### TEXTAUSZUG:
Rücktritt Gemeinderat Markus Lädrach: "Ich war kein vorbildlicher Familienvater"
Der abtretende Gemeinderat Markus Lädrach (FDP) erzählt im Interview, warum er lieber Unternehmer ist als Gemeindepräsident, bei welchen Gelegenheiten er als Gemeinderat "in den Tisch beissen" musste und warum es nicht ganz stimmt, dass er "alles unter einen Hut bringt".
BERN-OST: Herr Lädrach, als Sie vor neun Jahren im Worber Gemeinderat das Finanzdepartement übernommen haben: Was wussten Sie da über öffentliche Finanzen?
Markus Lädrach: Von meinem Vorgänger Jonathan Gimmel bekam ich die Schlüssel in die Hand gedrückt und musste selber schauen. Natürlich sind mir als Unternehmer Zahlen und Finanzen nicht fremd. Aber ich brauchte ein, zwei Jahre, um die Eigenheiten von Gemeindefinanzen zu verstehen. Ein Buchhalter bin ich immer noch nicht, sondern eher der Mann fürs Grobe, für den Überblick. Was die Details und Zahlen angeht, hatte ich immer Abteilungsleiter Jonas Weil, der mir half und alles erklärte. Das ist wie in der Firma: Meine Leute wissen oft mehr als ich.
Hätten Sie lieber ein anderes Departement gehabt?
Am Liebsten den Bau, ja. Aber Ernst Hauser hatte das damals schon viele Jahre gemacht und wollte es behalten. Da gilt das Senioritätsprinzip, dass ich Bauingenieur bin, spielte keine Rolle. Auch die Planung hätte mich interessiert, aber die ist beim Gemeindepräsidenten.
Der Worber Post haben Sie gesagt, eine Kandidatur fürs Gemeindepräsidium komme für Sie nicht in Frage. Warum eigentlich nicht?
Das war zu allen Wahlen wieder Thema. Bei uns in der FDP wäre ich sicher eine geeignete Person, um das Präsidium anzugreifen. Ich habe aber immer abgesagt. Ich bin Unternehmer und habe dort viel Freiheit, kann auch einmal ein Risiko eingehen. In der Politik geht mir vieles zu langsam. Ich sage nicht, das sei nicht gut, Das ist halt die partizipative Demokratie. Aber ich persönlich musste schon als Gemeinderat oft „in den Tisch beissen“ und würde mich als Präsident eingeengt fühlen. Aber ja, ich hatte schon immer auch ein Auge auf den Planungsgeschäften und musste zuschauen, wie einiges immer mehr in "Hinderlig" geriet.
Ist das eine Kritik an Gemeindepräsident Gfeller?
Die Langsamkeit ist sicher im System begründet, aber schon auch in der aktuellen Führung. Das eine oder andere hätte ich anders gemacht.
Haben Sie dafür ein Beispiel?

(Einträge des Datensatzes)
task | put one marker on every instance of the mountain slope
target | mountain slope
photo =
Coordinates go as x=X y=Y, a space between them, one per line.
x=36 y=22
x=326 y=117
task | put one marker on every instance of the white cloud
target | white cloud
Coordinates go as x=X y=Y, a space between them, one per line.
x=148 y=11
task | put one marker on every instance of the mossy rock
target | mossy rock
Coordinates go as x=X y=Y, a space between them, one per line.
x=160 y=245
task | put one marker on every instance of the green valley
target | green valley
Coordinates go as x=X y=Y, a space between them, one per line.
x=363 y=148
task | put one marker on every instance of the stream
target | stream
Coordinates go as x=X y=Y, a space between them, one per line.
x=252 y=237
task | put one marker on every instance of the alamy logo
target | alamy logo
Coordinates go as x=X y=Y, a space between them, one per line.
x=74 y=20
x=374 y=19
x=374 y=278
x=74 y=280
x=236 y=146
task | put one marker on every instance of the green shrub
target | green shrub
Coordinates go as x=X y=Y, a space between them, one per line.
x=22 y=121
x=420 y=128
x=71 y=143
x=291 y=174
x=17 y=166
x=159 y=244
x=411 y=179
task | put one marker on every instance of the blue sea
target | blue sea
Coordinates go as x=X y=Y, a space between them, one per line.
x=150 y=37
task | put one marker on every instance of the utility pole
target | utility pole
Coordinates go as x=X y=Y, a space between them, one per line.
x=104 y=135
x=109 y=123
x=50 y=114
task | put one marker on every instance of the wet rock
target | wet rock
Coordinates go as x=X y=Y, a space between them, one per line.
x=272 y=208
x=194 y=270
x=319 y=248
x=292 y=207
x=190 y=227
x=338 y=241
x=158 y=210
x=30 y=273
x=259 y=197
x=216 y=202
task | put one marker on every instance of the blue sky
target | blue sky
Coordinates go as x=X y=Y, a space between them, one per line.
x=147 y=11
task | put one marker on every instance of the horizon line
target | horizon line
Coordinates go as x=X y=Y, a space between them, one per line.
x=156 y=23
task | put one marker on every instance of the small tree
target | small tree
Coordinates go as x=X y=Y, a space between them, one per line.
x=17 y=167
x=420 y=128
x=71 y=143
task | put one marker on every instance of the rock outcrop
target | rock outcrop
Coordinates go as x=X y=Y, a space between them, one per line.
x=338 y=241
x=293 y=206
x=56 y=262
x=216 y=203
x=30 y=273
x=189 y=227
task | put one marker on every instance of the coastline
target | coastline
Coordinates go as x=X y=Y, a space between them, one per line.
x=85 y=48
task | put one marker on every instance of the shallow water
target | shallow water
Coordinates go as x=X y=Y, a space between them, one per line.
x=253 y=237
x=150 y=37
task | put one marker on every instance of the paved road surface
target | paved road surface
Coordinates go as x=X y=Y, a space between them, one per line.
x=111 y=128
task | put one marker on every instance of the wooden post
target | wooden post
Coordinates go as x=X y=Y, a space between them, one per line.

### KURZE AUFGABE:
Beantworte diese Fragen anhand des Interviews:
(a) Von wem hat Markus Lädrach das Finanzdepartement übernommen?
(b) Welches Departement hätte er am liebsten gehabt?
(c) Wer leitete dieses Departement damals schon viele Jahre?

### ANTWORT ZUR AUFGABE:
(a) Von seinem Vorgänger Jonathan Gimmel.
(b) Den Bau.
(c) Ernst Hauser.